== Task goal ==
From the first line through the last, transcribe the listing word for word.

== Extracted records ==
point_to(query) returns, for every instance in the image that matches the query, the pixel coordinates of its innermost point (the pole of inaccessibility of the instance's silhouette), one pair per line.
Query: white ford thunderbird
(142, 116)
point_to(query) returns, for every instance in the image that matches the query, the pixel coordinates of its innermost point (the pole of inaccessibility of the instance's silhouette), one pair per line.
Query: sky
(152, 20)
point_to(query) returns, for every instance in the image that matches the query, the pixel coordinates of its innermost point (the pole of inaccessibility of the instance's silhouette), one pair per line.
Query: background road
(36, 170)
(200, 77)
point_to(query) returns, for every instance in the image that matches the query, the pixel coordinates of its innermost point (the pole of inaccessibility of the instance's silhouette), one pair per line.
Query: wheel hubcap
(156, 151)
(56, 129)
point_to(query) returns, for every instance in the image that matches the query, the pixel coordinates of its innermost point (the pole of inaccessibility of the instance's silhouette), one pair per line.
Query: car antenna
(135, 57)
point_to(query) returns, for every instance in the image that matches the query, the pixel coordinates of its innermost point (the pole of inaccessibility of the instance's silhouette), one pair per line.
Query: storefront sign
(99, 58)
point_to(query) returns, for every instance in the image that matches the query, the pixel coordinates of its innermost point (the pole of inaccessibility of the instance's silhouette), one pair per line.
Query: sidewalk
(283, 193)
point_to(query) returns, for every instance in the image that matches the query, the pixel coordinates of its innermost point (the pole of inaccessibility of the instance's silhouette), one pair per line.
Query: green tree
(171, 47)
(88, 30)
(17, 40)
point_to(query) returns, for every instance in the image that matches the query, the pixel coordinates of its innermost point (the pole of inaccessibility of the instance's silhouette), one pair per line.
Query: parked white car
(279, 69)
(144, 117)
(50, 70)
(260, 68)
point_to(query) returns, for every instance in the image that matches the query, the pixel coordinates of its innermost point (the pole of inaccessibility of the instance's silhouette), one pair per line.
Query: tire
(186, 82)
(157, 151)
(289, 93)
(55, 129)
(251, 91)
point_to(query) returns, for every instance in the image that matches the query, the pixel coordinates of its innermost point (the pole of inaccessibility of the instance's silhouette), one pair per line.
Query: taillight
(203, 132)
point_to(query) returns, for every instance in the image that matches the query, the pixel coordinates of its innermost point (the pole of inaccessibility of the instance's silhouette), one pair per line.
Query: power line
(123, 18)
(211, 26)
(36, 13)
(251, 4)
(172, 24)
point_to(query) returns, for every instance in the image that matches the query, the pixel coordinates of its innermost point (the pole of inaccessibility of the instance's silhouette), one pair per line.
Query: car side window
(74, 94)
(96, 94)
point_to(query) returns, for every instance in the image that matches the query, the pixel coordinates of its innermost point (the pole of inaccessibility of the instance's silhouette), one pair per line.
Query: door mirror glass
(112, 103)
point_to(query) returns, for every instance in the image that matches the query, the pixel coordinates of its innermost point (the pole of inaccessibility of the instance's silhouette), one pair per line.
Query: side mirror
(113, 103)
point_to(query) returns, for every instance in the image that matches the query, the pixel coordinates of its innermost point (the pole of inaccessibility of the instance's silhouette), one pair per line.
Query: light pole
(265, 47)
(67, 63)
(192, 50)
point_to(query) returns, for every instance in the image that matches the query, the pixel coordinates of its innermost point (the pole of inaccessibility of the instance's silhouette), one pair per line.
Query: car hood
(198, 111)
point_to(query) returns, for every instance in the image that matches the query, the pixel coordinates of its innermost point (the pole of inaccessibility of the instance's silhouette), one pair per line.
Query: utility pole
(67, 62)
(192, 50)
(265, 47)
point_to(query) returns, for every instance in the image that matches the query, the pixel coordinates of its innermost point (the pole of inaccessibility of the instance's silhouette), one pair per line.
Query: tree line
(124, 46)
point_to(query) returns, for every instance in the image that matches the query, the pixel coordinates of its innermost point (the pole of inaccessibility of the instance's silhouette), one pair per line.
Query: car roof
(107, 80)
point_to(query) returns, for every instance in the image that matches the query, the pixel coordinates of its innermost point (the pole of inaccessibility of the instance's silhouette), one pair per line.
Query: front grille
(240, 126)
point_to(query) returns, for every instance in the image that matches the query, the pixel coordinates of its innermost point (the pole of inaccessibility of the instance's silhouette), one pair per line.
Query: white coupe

== Task solution ==
point_to(query) returns, for every instance in the image that matches the query, the pixel coordinates of its innermost point (the pole of inaccessibility of the instance's silhouette), one pair per line.
Query: white ford thunderbird
(142, 116)
point_to(query) returns, for every instance in the image that matches the query, the pixel coordinates of its innermost point (the pole of inaccessibility of the instance's silhouette), one pair per line.
Query: sky
(152, 20)
point_to(query) returns, for every instance in the image that matches the query, the pixel coordinates of its innermost point (the pole of inaccessibility of the instance's silhouette), one pair per line.
Query: background road
(36, 170)
(200, 77)
point_to(query) returns, for every instance in the image that matches the query, the pixel coordinates of its innermost point (the pole of inaccessibility of the instance's silhouette), one pair per line.
Query: wheel hubcap
(156, 151)
(56, 129)
point_to(query) returns, for every instance in the image that matches the query, the pixel coordinates of its innermost point (the pole of inaccessibility of the instance's silhouette), one pair per line.
Query: car antenna
(135, 57)
point_to(query) returns, for every instance in the image that matches the query, the pixel coordinates of its innermost point (the pole of inaccessibility of the instance's silhouette), one pair per line.
Query: storefront sign
(99, 58)
point_to(query) returns, for every instance in the image that matches the query, the pixel coordinates of its innermost point (the pole of inaccessibility of the instance's silhouette), one pair per line.
Query: sidewalk
(283, 193)
point_to(query) returns, for every instance in the image that matches the query, the pixel coordinates of its innermost point (the pole of inaccessibility of the instance's silhouette), one pair per line.
Query: green tree
(171, 47)
(88, 30)
(17, 40)
point_to(query) returns, for every instance in the image that matches the query, the pixel coordinates of its innermost point (the pole of inaccessibility of the instance's silhouette), one pair per line.
Query: parked white car
(279, 69)
(144, 117)
(50, 70)
(260, 68)
point_to(query) returns, for every instance in the image that matches the query, the pixel coordinates of its innermost point (the pole of inaccessibility of the instance's silhouette), one pair per line.
Query: tire
(186, 82)
(157, 151)
(289, 93)
(55, 129)
(251, 91)
point_to(query) returns, for every instance in the image that matches the query, the pixel coordinates of its innermost point (the pole of inaccessibility of the instance's silhouette), one pair per line.
Query: taillight
(203, 132)
point_to(query) returns, for every instance in the image that matches the query, the pixel coordinates of its innermost point (the pole of inaccessibility of the instance's silhouette), one pair per line.
Query: power line
(123, 18)
(211, 26)
(36, 13)
(251, 4)
(172, 24)
point_to(query) returns, for every instance in the image that matches the query, the pixel coordinates of its innermost point (the pole of inaccessibility of the instance's silhouette), one pair per line.
Query: car side window
(74, 94)
(96, 94)
point_to(query) returns, for every instance in the image that matches the query, the pixel coordinates of its innermost point (the pole of inaccessibility of the instance's silhouette), one pair per line.
Query: door mirror glass
(112, 103)
point_to(query) returns, for every instance in the image that matches the query, the pixel coordinates of its innermost point (the pole of inaccessibility of the instance's silhouette), one pair per line.
Query: side mirror
(113, 103)
point_to(query) returns, for every instance in the image that matches the query, the pixel coordinates of its innermost point (the pole of inaccessibility of the instance's silhouette), one pair per line.
Query: light pole
(265, 47)
(67, 63)
(192, 50)
point_to(query) returns, for every instance in the image that matches the query, the pixel coordinates of its innermost point (the pole of inaccessibility of the instance's silhouette), one pair per line.
Query: car hood
(198, 111)
point_to(query) returns, for every instance in the image that matches the query, the pixel coordinates of its innermost point (the pole of inaccessibility of the instance's silhouette), one pair per line.
Query: utility pole
(67, 62)
(192, 50)
(265, 47)
point_to(query) returns, for every instance in the image that matches the query, the pixel coordinates of its innermost point (the pole of inaccessibility of the instance's silhouette), one pair per line.
Query: tree line
(124, 46)
point_to(query) returns, for every instance in the image that matches the query, the pixel coordinates of its innermost point (the pole of inaccessibility of the instance's silhouette), one pair per line.
Query: car roof
(107, 80)
point_to(query) returns, for every instance in the image that matches the query, the pixel coordinates of its innermost point (the pole of inaccessibility of the instance's silhouette), one pair per line.
Query: front grille
(240, 126)
point_to(query) returns, for every instance in the image that matches the query, the pixel coordinates of its innermost point (the pole of inaccessibility of the instance's silhouette), one pair per line.
Query: white coupe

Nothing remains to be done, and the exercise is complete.